◆ DOCUMENT EXTRACT
----

Yeah, we're separated and Big K is a really smart guy. We do miss the times of putting our heads together to solve problems. It was fun. But if you want to converse with Big K and Da Who, go right ahead. If I remember correctly, Fish likes anime. Da Who loves anime. Great guy to talk to if your in to other anime.
"You can stop fearing for your pride now as your seats are now safe."
Safe? Just because you're not going for it now, doesn't mean you'll won't go for it later. In this case, lightning can strick twice.
Well that covered most of the important points. Too bad they don't have a blog so I can reply personally, but what can you do? It seems that the main point of their anger (I'm assuming that they are, at least, mildly annoyed) is that I exaggerated the situation, bending and warping all truth out of shape. Now I don't bend or warp the situation. It was an attempted invasion. It's a black and white situation. Either you're trying to take my place or I'm trying to take yours, and this is a clear case of them trying to take our seat. Lez and Cricketman do share some of my sentiment. They don't want Fish and L.Phill to take our seats and I don't either. So don't force us out.
7 comments:
Sadly, my anger compels me to write without the assistance from L. Phil, but i am quite sure that i can communicate my anger just fine all by myself.
It has become clear that modernistic man is in a state of denial pertaining to his mental state. L. Phil and Fish do/does not rush with unbounded hostility towards 'his' desk every lesson (or any lesson). In fact, Fish recounts L. Phil actually asking modernistic man and associates if they could arrange something - to which a sarcastic remark was made and L. Phil's feelings were quite bruised. Perhaps it's the alpha male syndrome but modernist man feels a threat where none exists.
Also, Fish feels that bringing in her behaviour and interaction with Les. has nothing whatsoever to do with the current situation. But if modernistic man has brought up the subject; Fish would like to comment that continued hostility requires the partaking of anti-social behaviours on both sides. The 'pencil case' dilemma was and is not isolated to Fish's actions alone. One should note that Fish has absolutely no sense of creativity and could not possibly have drawn any of the rather realistic caricatures on the pencil case. She does admit to being involved - but would like to interject that Les. did give consent to his pencil case being 'decorated'. Fish also feels that Les is paranoid when it comes to his pencil case. Just because she was involved in one incident does not mean every scratch and dent made is her fault. (Fish is referring to an unsightly scratch made on / near Goku's groin area - which for some strange and unjustified reason, was blamed on her.) Ruthless? Perhaps the consistent and continued assault on Fish's integrity can be brought to light.

----

◆ INSTRUCTION A
Could you write out the passage of the blog post starting at "It has become" and ending at "where none exists.", copied word for word?

----

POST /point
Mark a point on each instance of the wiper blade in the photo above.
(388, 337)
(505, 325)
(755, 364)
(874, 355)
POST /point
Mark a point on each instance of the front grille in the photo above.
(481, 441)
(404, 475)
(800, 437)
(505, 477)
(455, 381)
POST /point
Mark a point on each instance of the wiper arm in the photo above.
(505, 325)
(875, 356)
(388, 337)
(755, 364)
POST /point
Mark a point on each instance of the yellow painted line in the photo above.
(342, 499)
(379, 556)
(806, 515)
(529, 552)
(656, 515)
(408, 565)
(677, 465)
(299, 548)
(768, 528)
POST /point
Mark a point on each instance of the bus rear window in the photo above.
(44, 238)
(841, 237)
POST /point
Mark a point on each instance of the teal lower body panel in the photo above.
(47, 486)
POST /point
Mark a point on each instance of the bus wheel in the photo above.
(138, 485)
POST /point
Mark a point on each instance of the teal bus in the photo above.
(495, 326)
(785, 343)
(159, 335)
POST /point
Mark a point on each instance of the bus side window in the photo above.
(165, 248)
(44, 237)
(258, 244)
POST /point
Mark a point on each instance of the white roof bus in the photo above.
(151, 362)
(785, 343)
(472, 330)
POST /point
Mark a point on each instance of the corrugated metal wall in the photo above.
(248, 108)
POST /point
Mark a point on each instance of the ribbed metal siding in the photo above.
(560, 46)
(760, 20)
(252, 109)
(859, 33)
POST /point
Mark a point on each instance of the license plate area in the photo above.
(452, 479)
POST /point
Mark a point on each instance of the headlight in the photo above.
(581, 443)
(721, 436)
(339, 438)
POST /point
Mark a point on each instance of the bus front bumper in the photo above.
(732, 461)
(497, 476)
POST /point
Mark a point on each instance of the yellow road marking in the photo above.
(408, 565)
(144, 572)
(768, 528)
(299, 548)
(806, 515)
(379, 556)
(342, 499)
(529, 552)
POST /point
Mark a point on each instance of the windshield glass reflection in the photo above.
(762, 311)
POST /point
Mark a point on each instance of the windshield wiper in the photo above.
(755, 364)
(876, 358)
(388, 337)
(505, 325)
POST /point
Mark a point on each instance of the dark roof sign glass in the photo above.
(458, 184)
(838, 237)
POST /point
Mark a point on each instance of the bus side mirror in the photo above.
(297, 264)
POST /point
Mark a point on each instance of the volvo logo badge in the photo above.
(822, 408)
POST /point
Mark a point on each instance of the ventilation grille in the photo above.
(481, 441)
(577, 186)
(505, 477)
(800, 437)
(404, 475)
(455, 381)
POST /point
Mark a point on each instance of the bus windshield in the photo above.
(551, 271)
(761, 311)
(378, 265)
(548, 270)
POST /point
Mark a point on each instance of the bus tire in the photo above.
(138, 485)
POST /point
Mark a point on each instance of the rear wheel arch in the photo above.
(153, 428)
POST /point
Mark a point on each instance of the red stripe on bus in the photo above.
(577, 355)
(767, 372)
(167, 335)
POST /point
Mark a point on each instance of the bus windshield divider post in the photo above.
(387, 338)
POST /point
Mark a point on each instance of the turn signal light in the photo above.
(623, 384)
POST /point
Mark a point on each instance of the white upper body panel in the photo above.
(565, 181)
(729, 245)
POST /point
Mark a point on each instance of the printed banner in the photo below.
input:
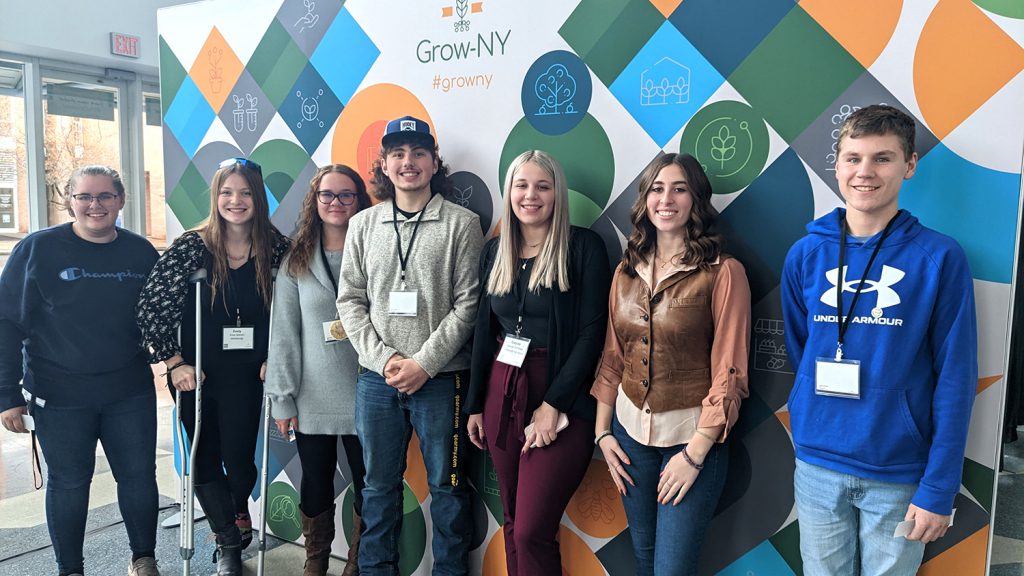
(755, 89)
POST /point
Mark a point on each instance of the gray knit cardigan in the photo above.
(307, 377)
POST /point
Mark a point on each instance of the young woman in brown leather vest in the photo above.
(674, 369)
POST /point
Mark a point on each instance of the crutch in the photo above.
(264, 474)
(186, 543)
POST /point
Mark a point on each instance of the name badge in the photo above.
(401, 302)
(239, 337)
(513, 351)
(334, 331)
(837, 377)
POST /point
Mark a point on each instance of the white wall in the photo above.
(79, 31)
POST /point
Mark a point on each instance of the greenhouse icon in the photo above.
(665, 83)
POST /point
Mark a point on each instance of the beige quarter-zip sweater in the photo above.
(441, 268)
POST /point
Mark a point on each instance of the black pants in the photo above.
(232, 399)
(318, 456)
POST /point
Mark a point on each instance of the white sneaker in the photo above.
(145, 566)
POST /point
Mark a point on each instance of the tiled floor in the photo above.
(25, 546)
(25, 543)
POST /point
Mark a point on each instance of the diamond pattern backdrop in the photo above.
(634, 78)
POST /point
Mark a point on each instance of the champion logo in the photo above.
(885, 295)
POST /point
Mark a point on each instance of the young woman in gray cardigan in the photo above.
(311, 366)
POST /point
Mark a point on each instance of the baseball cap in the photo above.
(407, 129)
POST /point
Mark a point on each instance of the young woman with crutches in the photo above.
(240, 247)
(312, 366)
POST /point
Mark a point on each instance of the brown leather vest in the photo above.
(667, 338)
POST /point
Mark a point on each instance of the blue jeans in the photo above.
(385, 419)
(847, 524)
(667, 539)
(68, 437)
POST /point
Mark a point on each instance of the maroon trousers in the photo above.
(536, 487)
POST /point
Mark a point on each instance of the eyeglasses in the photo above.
(243, 161)
(344, 198)
(103, 198)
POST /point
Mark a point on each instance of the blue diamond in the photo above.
(666, 83)
(345, 55)
(189, 116)
(310, 109)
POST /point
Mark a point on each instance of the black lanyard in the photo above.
(327, 264)
(844, 323)
(403, 257)
(522, 294)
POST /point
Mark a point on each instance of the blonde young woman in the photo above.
(545, 282)
(674, 369)
(239, 247)
(312, 366)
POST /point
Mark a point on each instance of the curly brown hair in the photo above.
(704, 244)
(384, 188)
(263, 234)
(309, 224)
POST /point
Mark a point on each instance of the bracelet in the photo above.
(704, 434)
(178, 365)
(690, 460)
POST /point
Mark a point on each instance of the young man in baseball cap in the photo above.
(408, 300)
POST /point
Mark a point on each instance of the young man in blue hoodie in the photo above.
(880, 320)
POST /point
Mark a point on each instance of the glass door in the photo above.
(81, 126)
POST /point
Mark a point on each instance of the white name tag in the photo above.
(513, 351)
(334, 331)
(904, 528)
(239, 337)
(401, 302)
(837, 377)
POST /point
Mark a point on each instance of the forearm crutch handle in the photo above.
(187, 540)
(264, 472)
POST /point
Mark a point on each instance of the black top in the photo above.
(536, 307)
(239, 299)
(69, 304)
(165, 298)
(577, 323)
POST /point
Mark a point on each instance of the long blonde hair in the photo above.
(551, 268)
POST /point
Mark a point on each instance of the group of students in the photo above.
(396, 318)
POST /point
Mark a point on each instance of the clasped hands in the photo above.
(404, 374)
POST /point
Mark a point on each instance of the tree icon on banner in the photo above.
(555, 87)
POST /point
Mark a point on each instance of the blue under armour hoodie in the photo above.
(919, 358)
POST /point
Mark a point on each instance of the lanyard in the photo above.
(522, 294)
(844, 322)
(403, 257)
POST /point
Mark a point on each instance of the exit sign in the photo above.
(124, 45)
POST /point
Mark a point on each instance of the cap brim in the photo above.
(409, 136)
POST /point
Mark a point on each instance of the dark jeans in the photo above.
(318, 457)
(385, 419)
(666, 538)
(232, 398)
(127, 429)
(536, 487)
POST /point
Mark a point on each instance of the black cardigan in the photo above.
(578, 321)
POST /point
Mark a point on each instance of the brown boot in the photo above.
(352, 564)
(318, 532)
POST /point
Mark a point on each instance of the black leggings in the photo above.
(318, 456)
(231, 402)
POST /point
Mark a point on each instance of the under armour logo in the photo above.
(885, 295)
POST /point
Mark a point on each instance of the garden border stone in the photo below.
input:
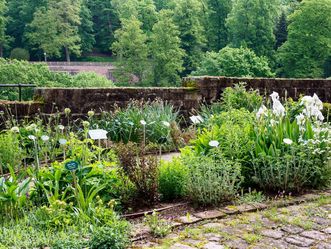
(233, 210)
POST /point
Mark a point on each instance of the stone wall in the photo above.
(211, 88)
(187, 98)
(80, 101)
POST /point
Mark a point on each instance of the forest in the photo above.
(161, 41)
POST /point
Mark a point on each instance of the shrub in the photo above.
(237, 62)
(172, 179)
(125, 124)
(211, 178)
(291, 155)
(20, 54)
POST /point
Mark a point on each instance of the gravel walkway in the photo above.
(307, 225)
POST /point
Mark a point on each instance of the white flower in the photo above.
(166, 124)
(262, 112)
(274, 96)
(287, 141)
(196, 119)
(32, 137)
(143, 122)
(15, 129)
(214, 143)
(278, 108)
(45, 138)
(62, 141)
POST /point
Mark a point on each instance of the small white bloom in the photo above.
(15, 129)
(62, 141)
(45, 138)
(214, 143)
(32, 137)
(263, 111)
(166, 124)
(287, 141)
(143, 122)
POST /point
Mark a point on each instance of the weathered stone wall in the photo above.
(80, 101)
(195, 90)
(211, 88)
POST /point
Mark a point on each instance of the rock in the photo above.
(299, 241)
(213, 245)
(275, 234)
(212, 214)
(316, 235)
(292, 229)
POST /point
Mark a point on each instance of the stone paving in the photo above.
(306, 225)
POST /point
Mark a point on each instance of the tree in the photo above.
(56, 27)
(144, 10)
(105, 21)
(251, 23)
(4, 38)
(165, 50)
(86, 31)
(217, 34)
(281, 30)
(187, 16)
(237, 62)
(308, 47)
(130, 46)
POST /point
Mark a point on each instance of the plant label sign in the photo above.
(72, 165)
(98, 134)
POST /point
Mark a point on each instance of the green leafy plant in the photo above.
(172, 179)
(211, 178)
(159, 227)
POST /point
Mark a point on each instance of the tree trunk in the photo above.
(67, 54)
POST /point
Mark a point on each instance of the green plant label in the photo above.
(71, 166)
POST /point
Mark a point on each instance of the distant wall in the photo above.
(187, 98)
(211, 88)
(80, 101)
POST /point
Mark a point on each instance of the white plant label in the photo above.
(98, 134)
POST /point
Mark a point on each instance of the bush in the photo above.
(124, 125)
(20, 54)
(291, 154)
(211, 178)
(172, 179)
(236, 62)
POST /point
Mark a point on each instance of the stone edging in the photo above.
(220, 213)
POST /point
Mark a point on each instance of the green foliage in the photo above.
(307, 48)
(239, 62)
(159, 227)
(217, 33)
(56, 27)
(131, 47)
(211, 178)
(172, 178)
(289, 156)
(188, 17)
(237, 97)
(125, 124)
(166, 52)
(248, 28)
(20, 54)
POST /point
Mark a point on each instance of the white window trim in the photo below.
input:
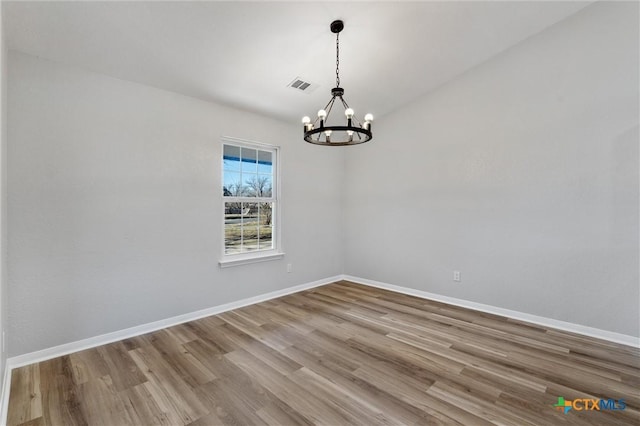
(228, 260)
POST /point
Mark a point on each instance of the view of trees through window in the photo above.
(249, 199)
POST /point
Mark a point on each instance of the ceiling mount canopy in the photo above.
(320, 132)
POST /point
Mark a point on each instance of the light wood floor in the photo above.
(338, 354)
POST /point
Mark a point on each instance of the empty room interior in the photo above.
(327, 213)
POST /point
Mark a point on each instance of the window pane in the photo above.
(232, 186)
(258, 186)
(231, 158)
(248, 172)
(265, 162)
(232, 228)
(265, 240)
(249, 237)
(249, 161)
(264, 214)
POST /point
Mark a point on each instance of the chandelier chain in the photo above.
(337, 60)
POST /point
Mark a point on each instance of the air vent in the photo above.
(302, 85)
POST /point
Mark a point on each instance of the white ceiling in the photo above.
(246, 53)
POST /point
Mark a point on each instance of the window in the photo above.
(250, 202)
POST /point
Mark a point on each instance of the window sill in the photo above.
(227, 263)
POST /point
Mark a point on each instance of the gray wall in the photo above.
(114, 206)
(3, 194)
(522, 174)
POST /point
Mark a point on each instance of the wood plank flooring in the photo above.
(335, 355)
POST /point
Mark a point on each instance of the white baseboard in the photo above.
(535, 319)
(67, 348)
(4, 397)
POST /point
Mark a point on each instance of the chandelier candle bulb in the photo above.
(306, 121)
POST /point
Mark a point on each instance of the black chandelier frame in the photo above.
(355, 132)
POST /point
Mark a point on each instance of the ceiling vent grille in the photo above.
(302, 85)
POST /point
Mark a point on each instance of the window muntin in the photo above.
(249, 197)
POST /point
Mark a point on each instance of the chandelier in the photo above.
(320, 132)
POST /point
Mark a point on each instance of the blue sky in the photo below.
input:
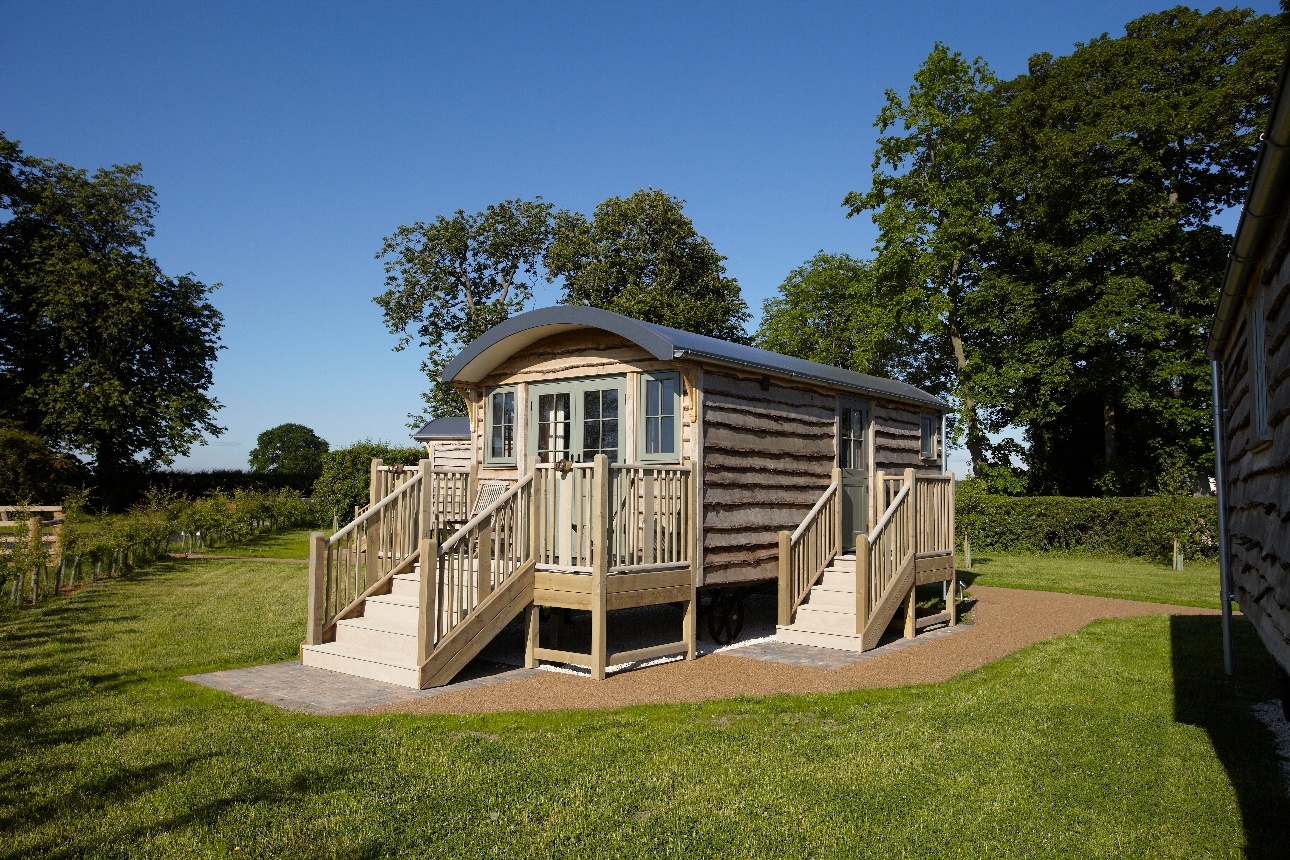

----

◆ INSTRUCTION B
Which lines in the entries contain the word "wall", matching case? Pick out each of those lines in full.

◆ WORKED SOLUTION A
It has become clear that modernistic man is in a state of denial pertaining to his mental state. L. Phil and Fish do/does not rush with unbounded hostility towards 'his' desk every lesson (or any lesson). In fact, Fish recounts L. Phil actually asking modernistic man and associates if they could arrange something - to which a sarcastic remark was made and L. Phil's feelings were quite bruised. Perhaps it's the alpha male syndrome but modernist man feels a threat where none exists.

◆ WORKED SOLUTION B
Mark a point on each instance of the corrugated metal wall in the photo above.
Mark a point on each instance of the white wall in the photo above.
Mark a point on each instance of the stone wall in the photo above.
Mark a point on each instance of the weathered stone wall in the photo above.
Mark a point on each instance of the distant wall in the photo above.
Mark a point on each instance of the gray wall in the photo above.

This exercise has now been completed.